EXERCISE ▸
None of the images should appear in your copy. Transcribe the data in full.

[Stored records]
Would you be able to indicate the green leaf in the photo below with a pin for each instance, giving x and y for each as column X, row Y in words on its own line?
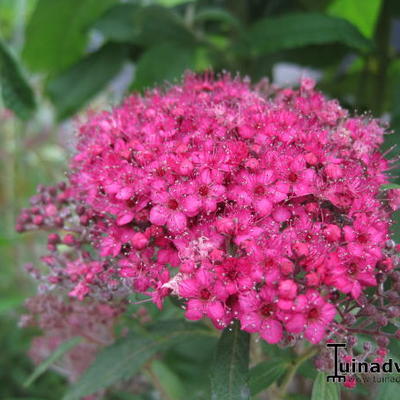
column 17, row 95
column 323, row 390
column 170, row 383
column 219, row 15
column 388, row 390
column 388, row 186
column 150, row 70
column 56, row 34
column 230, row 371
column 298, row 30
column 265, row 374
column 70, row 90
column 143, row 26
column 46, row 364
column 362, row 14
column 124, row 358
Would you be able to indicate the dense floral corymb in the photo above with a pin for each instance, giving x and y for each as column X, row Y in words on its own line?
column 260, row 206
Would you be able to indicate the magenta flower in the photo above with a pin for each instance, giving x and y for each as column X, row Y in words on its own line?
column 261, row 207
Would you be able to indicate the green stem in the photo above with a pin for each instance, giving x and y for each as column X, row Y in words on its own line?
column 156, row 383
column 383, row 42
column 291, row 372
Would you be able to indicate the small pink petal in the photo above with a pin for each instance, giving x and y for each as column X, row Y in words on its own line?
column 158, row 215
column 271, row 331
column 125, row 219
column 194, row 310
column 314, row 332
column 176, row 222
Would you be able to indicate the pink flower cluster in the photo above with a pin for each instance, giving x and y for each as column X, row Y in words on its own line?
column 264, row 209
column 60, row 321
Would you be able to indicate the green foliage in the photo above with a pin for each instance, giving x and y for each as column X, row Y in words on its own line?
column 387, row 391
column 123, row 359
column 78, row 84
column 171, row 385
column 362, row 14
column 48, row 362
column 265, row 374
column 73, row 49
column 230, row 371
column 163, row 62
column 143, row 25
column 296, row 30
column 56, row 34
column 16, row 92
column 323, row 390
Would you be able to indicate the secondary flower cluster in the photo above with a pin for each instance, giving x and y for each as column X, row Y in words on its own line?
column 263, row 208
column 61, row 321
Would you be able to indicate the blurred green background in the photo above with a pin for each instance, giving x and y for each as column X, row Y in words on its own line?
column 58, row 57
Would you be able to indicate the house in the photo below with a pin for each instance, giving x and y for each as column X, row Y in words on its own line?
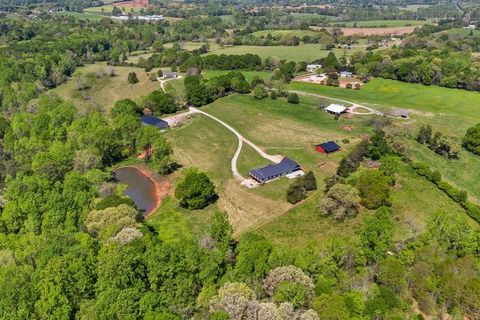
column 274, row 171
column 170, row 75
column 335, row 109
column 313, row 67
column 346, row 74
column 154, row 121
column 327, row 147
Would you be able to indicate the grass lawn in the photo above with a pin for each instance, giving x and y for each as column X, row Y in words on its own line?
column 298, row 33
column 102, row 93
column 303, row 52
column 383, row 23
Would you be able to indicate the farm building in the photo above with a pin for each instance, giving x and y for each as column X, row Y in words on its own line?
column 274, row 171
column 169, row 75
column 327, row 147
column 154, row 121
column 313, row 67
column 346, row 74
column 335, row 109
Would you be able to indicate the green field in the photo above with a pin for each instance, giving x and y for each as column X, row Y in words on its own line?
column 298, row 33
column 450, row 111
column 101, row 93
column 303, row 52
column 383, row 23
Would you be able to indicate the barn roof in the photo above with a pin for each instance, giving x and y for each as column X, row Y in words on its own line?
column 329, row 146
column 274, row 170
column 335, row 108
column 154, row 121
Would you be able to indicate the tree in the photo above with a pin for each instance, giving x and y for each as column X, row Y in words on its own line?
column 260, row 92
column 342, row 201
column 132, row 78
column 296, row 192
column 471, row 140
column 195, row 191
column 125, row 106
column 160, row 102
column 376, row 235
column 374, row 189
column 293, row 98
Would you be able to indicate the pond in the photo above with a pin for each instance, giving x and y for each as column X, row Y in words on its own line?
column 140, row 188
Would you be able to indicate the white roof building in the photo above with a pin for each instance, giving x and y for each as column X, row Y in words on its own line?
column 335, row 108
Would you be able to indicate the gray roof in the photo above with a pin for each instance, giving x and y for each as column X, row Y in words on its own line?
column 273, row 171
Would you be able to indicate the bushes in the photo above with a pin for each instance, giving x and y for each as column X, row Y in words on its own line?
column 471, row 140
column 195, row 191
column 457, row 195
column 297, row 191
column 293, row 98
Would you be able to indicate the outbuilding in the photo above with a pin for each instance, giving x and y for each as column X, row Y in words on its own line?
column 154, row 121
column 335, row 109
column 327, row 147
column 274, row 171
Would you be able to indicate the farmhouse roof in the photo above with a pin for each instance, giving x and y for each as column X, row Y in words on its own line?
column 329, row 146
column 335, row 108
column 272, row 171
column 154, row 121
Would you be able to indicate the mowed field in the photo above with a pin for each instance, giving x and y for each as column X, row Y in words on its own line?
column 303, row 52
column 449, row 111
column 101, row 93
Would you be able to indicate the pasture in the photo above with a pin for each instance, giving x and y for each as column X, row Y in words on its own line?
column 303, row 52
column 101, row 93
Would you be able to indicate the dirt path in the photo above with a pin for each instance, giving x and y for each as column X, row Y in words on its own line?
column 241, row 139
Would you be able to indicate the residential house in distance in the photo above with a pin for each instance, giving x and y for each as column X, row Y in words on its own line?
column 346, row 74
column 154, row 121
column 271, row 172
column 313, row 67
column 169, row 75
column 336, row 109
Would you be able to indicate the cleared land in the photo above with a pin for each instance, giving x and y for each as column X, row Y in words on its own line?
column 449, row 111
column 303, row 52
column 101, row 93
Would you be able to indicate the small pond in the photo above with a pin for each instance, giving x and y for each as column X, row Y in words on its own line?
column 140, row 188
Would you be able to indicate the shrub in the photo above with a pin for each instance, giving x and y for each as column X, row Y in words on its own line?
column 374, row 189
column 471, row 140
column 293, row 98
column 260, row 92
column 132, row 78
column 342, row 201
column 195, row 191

WORKED SOLUTION ▸
Would you be able to indicate the green leaf in the photo below with a pin for each instance, giving x and y for each as column X, row Y in words on its own line?
column 17, row 95
column 323, row 390
column 170, row 383
column 219, row 15
column 388, row 390
column 388, row 186
column 150, row 70
column 56, row 34
column 230, row 371
column 298, row 30
column 265, row 374
column 70, row 90
column 143, row 26
column 46, row 364
column 362, row 14
column 124, row 358
Would you be able to indicate the dense floral corymb in the photo above with a pin for each instance, giving x and y for each as column X, row Y in words on its own line?
column 260, row 206
Would you be able to indicate the magenta flower in the photo above with a pin for each instance, giving x and y for each as column X, row Y in words on its own line?
column 261, row 207
Would you be able to indicate the green stem in the photo above with a pin for each instance, giving x and y for each as column X, row Y in words on its own line?
column 156, row 383
column 383, row 42
column 291, row 372
Would you be able to indicate the small pink petal in the photo above with a pin for each instance, giving x and y for each as column X, row Y in words on its own line?
column 158, row 215
column 271, row 331
column 125, row 219
column 194, row 310
column 314, row 332
column 176, row 222
Would you be able to indicate the pink flower cluster in the photo above with a pin for each instance, giving x and y for each as column X, row Y in words on its own line?
column 264, row 209
column 60, row 321
Would you be able to indicate the green foliage in the photo above with a pin for each instance, giving x and y for each as column X, row Y in words on its own line?
column 387, row 391
column 123, row 359
column 78, row 84
column 171, row 385
column 362, row 14
column 48, row 362
column 265, row 374
column 73, row 49
column 230, row 371
column 163, row 62
column 143, row 25
column 296, row 30
column 56, row 34
column 16, row 92
column 323, row 390
Would you be able to indicate the secondary flower cluster in the photo above with a pin for each instance, giving x and y for each as column X, row Y in words on its own line?
column 263, row 208
column 61, row 321
Would you be able to indicate the blurred green background in the photo above with a pin for each instance, giving x and y for each as column X, row Y in words on its own line?
column 58, row 57
Would you be able to indicate the house in the photo below with a pin for each instance, giving x and y for each as column X, row Y in words on its own line?
column 274, row 171
column 170, row 75
column 335, row 109
column 313, row 67
column 346, row 74
column 154, row 121
column 327, row 147
Would you be able to indicate the grass lawn in the photo above with a pin for each instance, giving x and y for each as column X, row Y in words on its own line?
column 298, row 33
column 102, row 93
column 303, row 52
column 383, row 23
Would you be able to indicate the farm building in the photo above with a pin for each instance, giving x and y for each as column X, row Y in words on its own line?
column 274, row 171
column 169, row 75
column 327, row 147
column 154, row 121
column 313, row 67
column 346, row 74
column 335, row 109
Would you be able to indicate the green field in the photo above with a pin for each instance, giving x and y for each as column X, row Y in words on its own line?
column 298, row 33
column 450, row 111
column 101, row 93
column 303, row 52
column 383, row 23
Would you be able to indicate the barn roof in the photo above with a pin for each instance, giving x and y for each as column X, row Y in words on its own line?
column 329, row 146
column 274, row 170
column 335, row 108
column 154, row 121
Would you be able to indicate the tree in the photo above with a pin for each instance, giving x and y for each as column X, row Y in words on its own line?
column 260, row 92
column 342, row 201
column 132, row 78
column 296, row 192
column 471, row 140
column 195, row 191
column 125, row 106
column 160, row 102
column 376, row 235
column 374, row 189
column 293, row 98
Would you be able to indicate the pond in the photo above with a pin for each instance, giving x and y for each as column X, row Y in words on its own line?
column 140, row 188
Would you be able to indicate the white roof building in the photo above with a pin for each instance, giving x and y for each as column X, row Y in words on its own line?
column 335, row 108
Would you be able to indicate the gray roof in the photo above with a pin for each instance, giving x and y for each as column X, row Y in words on its own line?
column 273, row 171
Would you be able to indicate the bushes in the photo above with a pin for each instance, giving x and y for each as column X, row Y in words on its own line?
column 471, row 140
column 195, row 191
column 457, row 195
column 297, row 191
column 293, row 98
Would you be able to indicate the outbuilding in the photo above with a pin for each instance, giving x and y for each as column X, row Y in words on its own line?
column 154, row 121
column 335, row 109
column 327, row 147
column 274, row 171
Would you be able to indicate the farmhouse roof in the photo above with a pin for each instance, giving x and y for each as column X, row Y in words on its own line?
column 329, row 146
column 335, row 108
column 272, row 171
column 154, row 121
Would you be able to indicate the mowed field in the photo above with a pin for each instance, giving x and y for each as column X, row Y in words on its own line?
column 303, row 52
column 449, row 111
column 101, row 93
Would you be able to indicate the pasture in the photo above with a pin for each instance, giving x and y for each as column X, row Y in words on its own line?
column 303, row 52
column 101, row 93
Would you be able to indicate the dirt path in the photo above with a pin for each instance, giving x and y for each as column X, row Y in words on its own line?
column 241, row 139
Would you be able to indicate the residential house in distance in the photo above with a pin for each instance, giving x and y for each as column X, row Y in words on its own line?
column 346, row 74
column 154, row 121
column 271, row 172
column 313, row 67
column 169, row 75
column 336, row 109
Would you be able to indicate the cleared land in the photo above with a pin for each instance, giving x and y for each as column X, row Y in words on its own line?
column 449, row 111
column 303, row 52
column 101, row 93
Would you be able to indicate the small pond in the photo above with a pin for each instance, giving x and y for each as column X, row Y in words on its own line?
column 140, row 188
Would you be able to indicate the shrub in the photo above with a pin for each instance, giving x and y for each as column X, row Y in words on its own line?
column 374, row 189
column 471, row 140
column 293, row 98
column 260, row 92
column 132, row 78
column 342, row 201
column 195, row 191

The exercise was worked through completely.